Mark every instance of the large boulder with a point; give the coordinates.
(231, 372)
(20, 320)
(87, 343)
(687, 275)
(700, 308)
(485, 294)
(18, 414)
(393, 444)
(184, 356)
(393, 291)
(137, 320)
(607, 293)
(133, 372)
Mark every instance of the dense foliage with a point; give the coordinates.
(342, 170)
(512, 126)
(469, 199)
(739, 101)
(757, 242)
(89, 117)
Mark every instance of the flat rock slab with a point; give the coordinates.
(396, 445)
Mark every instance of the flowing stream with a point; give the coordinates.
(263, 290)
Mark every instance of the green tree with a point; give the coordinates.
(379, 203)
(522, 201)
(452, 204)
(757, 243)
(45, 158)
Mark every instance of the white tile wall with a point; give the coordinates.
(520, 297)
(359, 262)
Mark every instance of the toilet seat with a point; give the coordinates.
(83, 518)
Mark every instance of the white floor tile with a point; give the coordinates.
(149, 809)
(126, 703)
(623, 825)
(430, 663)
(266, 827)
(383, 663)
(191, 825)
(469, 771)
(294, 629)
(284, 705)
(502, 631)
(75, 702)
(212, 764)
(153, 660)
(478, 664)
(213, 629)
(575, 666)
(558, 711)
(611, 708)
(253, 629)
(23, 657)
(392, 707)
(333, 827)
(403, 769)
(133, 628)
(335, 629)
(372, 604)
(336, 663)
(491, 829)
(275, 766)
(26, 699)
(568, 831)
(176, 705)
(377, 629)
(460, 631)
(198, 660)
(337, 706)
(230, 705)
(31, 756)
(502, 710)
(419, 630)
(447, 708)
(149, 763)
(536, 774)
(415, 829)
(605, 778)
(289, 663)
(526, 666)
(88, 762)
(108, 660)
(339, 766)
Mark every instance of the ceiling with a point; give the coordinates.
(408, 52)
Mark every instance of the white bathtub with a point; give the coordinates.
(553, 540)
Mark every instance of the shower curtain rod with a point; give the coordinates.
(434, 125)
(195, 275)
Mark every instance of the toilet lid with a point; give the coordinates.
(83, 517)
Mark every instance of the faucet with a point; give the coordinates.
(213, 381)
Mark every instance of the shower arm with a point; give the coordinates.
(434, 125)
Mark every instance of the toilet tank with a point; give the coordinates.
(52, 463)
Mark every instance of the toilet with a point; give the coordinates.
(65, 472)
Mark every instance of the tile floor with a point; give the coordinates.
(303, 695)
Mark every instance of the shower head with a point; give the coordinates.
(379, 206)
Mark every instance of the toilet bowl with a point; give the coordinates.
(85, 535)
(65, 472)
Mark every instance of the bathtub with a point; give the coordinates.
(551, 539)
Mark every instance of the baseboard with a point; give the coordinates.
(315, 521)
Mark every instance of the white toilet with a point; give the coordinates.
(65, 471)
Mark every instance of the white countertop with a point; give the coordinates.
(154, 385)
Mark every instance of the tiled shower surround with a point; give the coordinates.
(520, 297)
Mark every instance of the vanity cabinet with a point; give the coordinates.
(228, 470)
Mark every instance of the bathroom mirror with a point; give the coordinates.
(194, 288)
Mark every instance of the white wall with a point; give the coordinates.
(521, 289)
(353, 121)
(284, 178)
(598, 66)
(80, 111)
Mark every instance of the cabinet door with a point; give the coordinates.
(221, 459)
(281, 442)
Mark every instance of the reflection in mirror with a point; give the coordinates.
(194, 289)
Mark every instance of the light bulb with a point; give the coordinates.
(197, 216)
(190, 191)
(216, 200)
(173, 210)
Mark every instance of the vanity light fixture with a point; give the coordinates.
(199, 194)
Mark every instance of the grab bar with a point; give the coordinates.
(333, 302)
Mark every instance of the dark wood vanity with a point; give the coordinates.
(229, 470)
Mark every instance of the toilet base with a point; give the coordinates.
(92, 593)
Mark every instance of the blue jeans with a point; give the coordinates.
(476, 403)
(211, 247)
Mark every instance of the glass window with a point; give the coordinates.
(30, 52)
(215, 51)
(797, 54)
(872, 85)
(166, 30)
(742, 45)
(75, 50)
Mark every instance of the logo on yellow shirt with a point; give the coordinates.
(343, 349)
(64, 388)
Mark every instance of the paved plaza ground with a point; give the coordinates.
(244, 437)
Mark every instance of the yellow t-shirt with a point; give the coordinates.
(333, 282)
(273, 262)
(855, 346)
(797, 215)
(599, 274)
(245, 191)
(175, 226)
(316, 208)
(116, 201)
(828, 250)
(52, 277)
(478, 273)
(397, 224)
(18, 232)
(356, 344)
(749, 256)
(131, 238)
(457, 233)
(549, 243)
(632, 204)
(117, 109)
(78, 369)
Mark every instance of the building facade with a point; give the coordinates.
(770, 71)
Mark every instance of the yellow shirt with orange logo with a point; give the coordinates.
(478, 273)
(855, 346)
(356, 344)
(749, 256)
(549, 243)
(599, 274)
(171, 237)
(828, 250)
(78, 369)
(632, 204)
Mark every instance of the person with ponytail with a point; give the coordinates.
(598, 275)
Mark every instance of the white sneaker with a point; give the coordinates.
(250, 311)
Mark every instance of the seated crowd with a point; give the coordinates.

^^^^^^^^

-- GOAL OF THE EXERCISE --
Type out the entries exactly as they appear above.

-- RESULT BELOW --
Mark every instance of the large boulder with a point; give the coordinates.
(231, 372)
(20, 320)
(87, 343)
(687, 275)
(700, 308)
(485, 294)
(18, 414)
(393, 444)
(184, 356)
(393, 291)
(137, 320)
(607, 293)
(133, 372)
Mark every instance of the dense foliage with a point; give the coordinates.
(342, 170)
(512, 126)
(469, 199)
(739, 101)
(757, 242)
(89, 117)
Mark every instance of the flat rock slab with a point; give the coordinates.
(396, 445)
Mark every instance of the flowing stream with a point; give the coordinates.
(263, 290)
Mark every instance of the green tree with a point; give the coordinates.
(379, 203)
(522, 201)
(452, 204)
(757, 243)
(45, 158)
Mark every instance of the white tile wall with a point; give the coordinates.
(520, 297)
(359, 262)
Mark every instance of the toilet seat with a point; give the coordinates.
(83, 518)
Mark every instance of the white floor tile with a point; give the coordinates.
(149, 809)
(126, 703)
(623, 825)
(430, 663)
(266, 827)
(383, 663)
(191, 825)
(469, 771)
(294, 629)
(284, 705)
(502, 631)
(75, 702)
(212, 764)
(153, 660)
(478, 664)
(213, 629)
(575, 666)
(558, 711)
(611, 708)
(253, 629)
(23, 657)
(392, 707)
(333, 827)
(403, 769)
(133, 628)
(335, 629)
(372, 604)
(336, 663)
(491, 829)
(275, 766)
(26, 699)
(568, 831)
(176, 705)
(377, 629)
(460, 631)
(198, 660)
(337, 706)
(230, 705)
(31, 756)
(502, 710)
(419, 630)
(447, 708)
(149, 763)
(536, 774)
(415, 829)
(605, 778)
(289, 663)
(526, 666)
(88, 762)
(108, 660)
(339, 766)
Mark every instance of the ceiling with a point; give the coordinates.
(408, 52)
Mark every instance of the white bathtub with a point; give the coordinates.
(553, 540)
Mark every instance of the shower curtain rod with a point; give the coordinates.
(434, 125)
(195, 275)
Mark every instance of the toilet lid with a point; give the coordinates.
(83, 517)
Mark every instance of the faucet with a point; give the coordinates.
(213, 381)
Mark every instance of the shower arm with a point; give the coordinates.
(434, 125)
Mark every instance of the toilet tank with a point; give the coordinates.
(52, 463)
Mark every instance of the toilet with a point; give the coordinates.
(65, 472)
Mark every instance of the tile floor with a point; give the coordinates.
(303, 695)
Mark every instance of the shower head with a point; give the coordinates.
(379, 206)
Mark every instance of the toilet bowl with a point; give the coordinates.
(85, 535)
(65, 472)
Mark every instance of the bathtub with a point; give the coordinates.
(551, 539)
Mark every instance of the baseboard with a point; give the coordinates.
(315, 521)
Mark every instance of the white toilet with a point; give the coordinates.
(65, 471)
Mark every instance of the white countertop with a point; give the coordinates.
(154, 385)
Mark every instance of the tiled shower surround with a point; give the coordinates.
(520, 297)
Mark every instance of the vanity cabinet with a point; give the coordinates.
(228, 470)
Mark every instance of the bathroom mirror with a point; give the coordinates.
(194, 288)
Mark every instance of the white wall with a point; give the coordinates.
(521, 289)
(353, 121)
(284, 178)
(598, 66)
(80, 111)
Mark every instance of the cabinet door with a point; give the coordinates.
(221, 459)
(281, 442)
Mark every instance of the reflection in mirror with a point; give the coordinates.
(194, 289)
Mark every instance of the light bulb with a point; give the coordinates.
(197, 216)
(190, 191)
(216, 200)
(173, 210)
Mark every instance of the vanity light fixture with a point; give the coordinates.
(199, 194)
Mark every instance of the grab bar with a point; give the coordinates.
(333, 302)
Mark every instance of the dark wood vanity with a point; give the coordinates.
(229, 470)
Mark every instance of the toilet base with a point; give the coordinates.
(92, 593)
Mark every instance of the blue jeans with a point; give the coordinates.
(476, 403)
(211, 247)
Mark every instance of the glass window with a point; give the coordinates.
(30, 52)
(215, 51)
(797, 54)
(872, 85)
(166, 30)
(742, 45)
(75, 50)
Mark every instance of the logo on yellow shirt with a point; give the coordinates.
(343, 349)
(64, 388)
Mark every instance of the paved plaza ground with a point; give the coordinates.
(244, 437)
Mark every instance of the yellow t-shirt with a point; give the coordinates.
(333, 282)
(273, 262)
(855, 346)
(797, 215)
(599, 274)
(245, 191)
(175, 226)
(316, 208)
(116, 201)
(828, 250)
(52, 277)
(478, 273)
(397, 224)
(18, 232)
(356, 344)
(749, 256)
(131, 238)
(457, 233)
(549, 243)
(632, 204)
(117, 109)
(78, 369)
Mark every instance of the building facade with a point; give the coordinates.
(770, 71)
Mark every instance of the yellow shirt with orange logo with a point; give the coordinates.
(478, 273)
(855, 346)
(356, 344)
(749, 256)
(549, 243)
(599, 274)
(171, 237)
(828, 250)
(78, 369)
(632, 204)
Mark every instance of the person with ponytail with a point; give the coordinates.
(598, 275)
Mark every instance of the white sneaker with a point; give the coordinates.
(250, 311)
Mark every instance of the seated crowd with a point; give the coordinates.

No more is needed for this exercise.